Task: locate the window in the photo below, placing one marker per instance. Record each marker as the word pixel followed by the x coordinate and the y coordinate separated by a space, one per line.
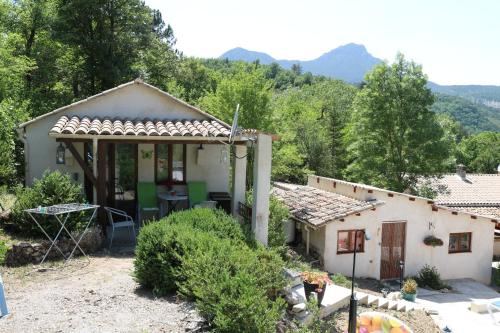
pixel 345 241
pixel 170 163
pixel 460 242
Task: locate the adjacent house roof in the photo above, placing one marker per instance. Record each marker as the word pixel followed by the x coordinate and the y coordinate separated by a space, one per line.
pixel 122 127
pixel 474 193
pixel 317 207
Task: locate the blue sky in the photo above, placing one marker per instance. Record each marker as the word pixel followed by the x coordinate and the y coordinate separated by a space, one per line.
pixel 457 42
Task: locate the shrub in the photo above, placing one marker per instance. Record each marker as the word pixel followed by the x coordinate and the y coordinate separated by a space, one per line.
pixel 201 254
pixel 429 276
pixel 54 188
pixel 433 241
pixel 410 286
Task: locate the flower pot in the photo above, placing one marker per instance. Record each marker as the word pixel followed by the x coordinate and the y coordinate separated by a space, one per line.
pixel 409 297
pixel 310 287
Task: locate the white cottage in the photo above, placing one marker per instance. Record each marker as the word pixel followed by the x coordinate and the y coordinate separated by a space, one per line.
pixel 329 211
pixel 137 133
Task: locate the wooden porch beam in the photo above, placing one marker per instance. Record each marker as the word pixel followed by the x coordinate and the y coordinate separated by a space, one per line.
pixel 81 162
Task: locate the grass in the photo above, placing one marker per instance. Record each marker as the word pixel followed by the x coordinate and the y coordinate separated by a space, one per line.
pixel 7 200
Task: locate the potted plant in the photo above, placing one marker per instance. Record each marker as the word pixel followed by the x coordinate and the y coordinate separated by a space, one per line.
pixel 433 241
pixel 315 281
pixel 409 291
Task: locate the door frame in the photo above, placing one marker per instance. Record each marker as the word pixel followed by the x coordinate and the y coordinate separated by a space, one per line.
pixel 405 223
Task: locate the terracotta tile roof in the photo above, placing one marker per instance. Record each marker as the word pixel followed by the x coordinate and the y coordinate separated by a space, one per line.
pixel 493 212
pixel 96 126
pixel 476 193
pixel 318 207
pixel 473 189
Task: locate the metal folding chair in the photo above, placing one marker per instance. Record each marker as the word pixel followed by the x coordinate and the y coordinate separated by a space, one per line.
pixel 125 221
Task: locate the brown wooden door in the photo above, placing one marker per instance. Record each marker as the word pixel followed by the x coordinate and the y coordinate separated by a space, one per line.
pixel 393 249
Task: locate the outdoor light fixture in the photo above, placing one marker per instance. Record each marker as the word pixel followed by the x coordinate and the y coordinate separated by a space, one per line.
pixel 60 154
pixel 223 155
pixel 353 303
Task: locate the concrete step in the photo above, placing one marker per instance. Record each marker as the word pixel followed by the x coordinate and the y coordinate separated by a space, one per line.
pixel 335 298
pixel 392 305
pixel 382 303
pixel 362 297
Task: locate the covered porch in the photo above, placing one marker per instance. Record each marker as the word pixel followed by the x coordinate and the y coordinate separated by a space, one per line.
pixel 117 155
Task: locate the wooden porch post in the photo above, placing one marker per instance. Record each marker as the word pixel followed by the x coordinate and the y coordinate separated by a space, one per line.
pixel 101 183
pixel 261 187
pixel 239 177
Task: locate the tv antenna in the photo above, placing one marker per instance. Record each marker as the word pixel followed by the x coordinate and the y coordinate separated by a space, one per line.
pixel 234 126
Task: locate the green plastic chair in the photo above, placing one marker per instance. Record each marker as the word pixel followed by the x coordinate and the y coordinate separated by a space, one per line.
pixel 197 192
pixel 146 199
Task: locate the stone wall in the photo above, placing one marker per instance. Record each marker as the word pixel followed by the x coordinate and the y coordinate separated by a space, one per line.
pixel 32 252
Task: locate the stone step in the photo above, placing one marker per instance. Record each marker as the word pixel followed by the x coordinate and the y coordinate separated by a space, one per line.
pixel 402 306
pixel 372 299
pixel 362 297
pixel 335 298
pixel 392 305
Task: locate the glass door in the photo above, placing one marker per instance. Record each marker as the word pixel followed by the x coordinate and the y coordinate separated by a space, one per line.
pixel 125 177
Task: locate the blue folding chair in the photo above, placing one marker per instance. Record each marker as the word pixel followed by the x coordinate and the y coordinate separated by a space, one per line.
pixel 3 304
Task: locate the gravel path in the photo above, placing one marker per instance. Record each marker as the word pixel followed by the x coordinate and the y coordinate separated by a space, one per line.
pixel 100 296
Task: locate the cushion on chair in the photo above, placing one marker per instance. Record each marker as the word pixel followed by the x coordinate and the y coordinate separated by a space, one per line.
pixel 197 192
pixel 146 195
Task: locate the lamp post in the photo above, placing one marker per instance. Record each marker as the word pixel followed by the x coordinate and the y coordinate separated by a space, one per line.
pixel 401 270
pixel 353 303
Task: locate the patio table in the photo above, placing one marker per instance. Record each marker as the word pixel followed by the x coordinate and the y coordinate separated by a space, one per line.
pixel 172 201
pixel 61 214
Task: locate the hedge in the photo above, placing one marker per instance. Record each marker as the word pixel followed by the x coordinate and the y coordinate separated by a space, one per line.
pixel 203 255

_The exercise:_
Lay out every line of the records above as a Markdown table with the columns Row and Record line, numbering each row and skipping blank lines. Leave the pictures out of the table.

_Output of the task:_
| Row | Record line |
|---|---|
| 1 | Task: locate the window in the photo below, placing one marker per instance. Record each marker as the word pixel followed by the x coordinate and the y coordinate separated by a space, one per line. |
| 2 | pixel 345 241 |
| 3 | pixel 170 163 |
| 4 | pixel 460 242 |
| 5 | Task: locate the adjacent house roof in the photo above, placing one marker per instance. Record each marker as the word pixel followed by the x coordinate and the y coordinate separated by a space, one per line. |
| 6 | pixel 122 127 |
| 7 | pixel 474 193 |
| 8 | pixel 317 207 |
| 9 | Task: locate the blue sky in the photo above, placing one marker per instance. Record each marker as the word pixel followed by the x coordinate and the y coordinate separated by a space, one per line. |
| 10 | pixel 457 42 |
| 11 | Task: locate the shrub in the photo above, placing one marker per instance. Record each marker as the word pixel followed by the x coordinate and the y coordinate separated by a space, one per line. |
| 12 | pixel 201 254 |
| 13 | pixel 429 276 |
| 14 | pixel 54 188 |
| 15 | pixel 433 241 |
| 16 | pixel 410 286 |
| 17 | Task: locate the flower pot in the photo above, placing one marker per instance. Record each marker as the word pixel followed by the x coordinate and the y coordinate separated by a space, one per line. |
| 18 | pixel 409 297 |
| 19 | pixel 310 287 |
| 20 | Task: locate the white cottage in the photo above, placing one marker per instance. Record each marker as the word pixel followed by the x coordinate and the y coordinate separated by a space, one per line. |
| 21 | pixel 329 211 |
| 22 | pixel 137 133 |
| 23 | Task: locate the wooden porch beam in the photo above, placing one marker per instance. Record each marker as the word pixel followed by the x coordinate and the y coordinate separated by a space, one per line. |
| 24 | pixel 81 162 |
| 25 | Task: locate the grass in the photo above, placing one marker per instance. Record each marker as the word pixel followed by the x coordinate and the y coordinate separated by a space, one per line. |
| 26 | pixel 7 200 |
| 27 | Task: locate the potted plant in the photo above, placing one marker per instance. Record each marker as the word pixel followed by the x coordinate and the y coordinate separated by a space, one per line. |
| 28 | pixel 433 241 |
| 29 | pixel 315 281 |
| 30 | pixel 409 291 |
| 31 | Task: locate the door frame in the photo above, placing one marker per instance. Record each marker as the word pixel followed by the x coordinate and the y coordinate separated by a space, one per line. |
| 32 | pixel 405 223 |
| 33 | Task: locate the terracotta tile roof in the photo above, placing one marker per instance. Record each marker as the word pixel followed by the x coordinate and the y coordinate separated by a space, one per line. |
| 34 | pixel 493 212 |
| 35 | pixel 96 126 |
| 36 | pixel 476 193 |
| 37 | pixel 318 207 |
| 38 | pixel 473 189 |
| 39 | Task: locate the metal folding chair in the photo above, placing one marker per instance. Record each marker as the word pixel followed by the x coordinate and the y coordinate separated by a space, one per line. |
| 40 | pixel 125 221 |
| 41 | Task: locate the brown wooden door in the photo above, placing one marker per instance. Record each marker as the word pixel followed by the x coordinate and the y coordinate separated by a space, one per line. |
| 42 | pixel 393 249 |
| 43 | Task: locate the outdoor light fixture in the photo above, placing one marker per instance. Record each marker as the word pixel followed by the x coordinate and the y coordinate separated by a space, one per line. |
| 44 | pixel 60 154 |
| 45 | pixel 223 155 |
| 46 | pixel 353 303 |
| 47 | Task: locate the concrete step in the photo above, placing one marker per instance. Record each marker as the word pixel followed by the x coordinate and the y coordinate separated by a space, one per line. |
| 48 | pixel 335 298 |
| 49 | pixel 392 305 |
| 50 | pixel 382 303 |
| 51 | pixel 362 297 |
| 52 | Task: locate the covered porch in the photo above, placing one marker per instance. Record each marker as the word pixel followed by the x coordinate and the y coordinate separated by a space, one per line. |
| 53 | pixel 117 155 |
| 54 | Task: locate the wooden porch post in the photo above, placing one marker per instance. Record each marker as the word pixel followed by the x coordinate and the y coordinate separated by a space, one per line. |
| 55 | pixel 101 183 |
| 56 | pixel 261 187 |
| 57 | pixel 239 177 |
| 58 | Task: locate the tv antenna in the photo above, placing one marker per instance. Record each marker as the word pixel followed by the x coordinate and the y coordinate separated by a space, one per line. |
| 59 | pixel 234 126 |
| 60 | Task: locate the green plastic chair in the photo above, placing one marker per instance. Record each marker as the word pixel followed by the x coordinate and the y coordinate separated by a space, one per line. |
| 61 | pixel 197 192 |
| 62 | pixel 146 199 |
| 63 | Task: locate the stone wall in the photo above, placing one marker per instance. Record each marker as the word pixel followed by the x coordinate and the y coordinate separated by a space, one per line. |
| 64 | pixel 32 252 |
| 65 | Task: locate the stone step in the photo above, placing one marker per instance. Record each marker as the word pixel followed by the x coordinate and the y coordinate separated by a space, one per line. |
| 66 | pixel 402 306 |
| 67 | pixel 372 299 |
| 68 | pixel 362 297 |
| 69 | pixel 335 298 |
| 70 | pixel 392 305 |
| 71 | Task: locate the glass door in the photo above, placing one marker per instance. Record each marker as the word pixel followed by the x coordinate and the y coordinate separated by a space, one per line. |
| 72 | pixel 125 177 |
| 73 | Task: locate the blue folding chair in the photo above, placing one marker per instance. Record each marker as the word pixel followed by the x coordinate and the y coordinate separated by a space, one per line. |
| 74 | pixel 3 304 |
| 75 | Task: locate the gravel path in the photo above, placing one marker per instance. Record each marker as the word pixel followed by the x coordinate and the y coordinate separated by a space, one per line. |
| 76 | pixel 100 296 |
| 77 | Task: locate the cushion on chair in the photo above, placing one marker per instance. Record each marker as the word pixel followed by the x coordinate and the y coordinate separated by a space, one per line. |
| 78 | pixel 197 192 |
| 79 | pixel 146 195 |
| 80 | Task: locate the lamp post in the photo above, placing one marker per instance. Record each marker as the word pixel followed by the x coordinate and the y coordinate separated by a space, one per line. |
| 81 | pixel 401 270 |
| 82 | pixel 353 303 |
| 83 | Task: locate the patio table in the photo above, placing one marker per instance. Record each marker as the word pixel followed by the x coordinate and the y coordinate separated by a space, one per line. |
| 84 | pixel 172 201 |
| 85 | pixel 61 214 |
| 86 | Task: locate the hedge in the photo above, placing one marker per instance. Record each marker as the word pixel followed by the x coordinate and the y coordinate separated by a space, one per line. |
| 87 | pixel 203 255 |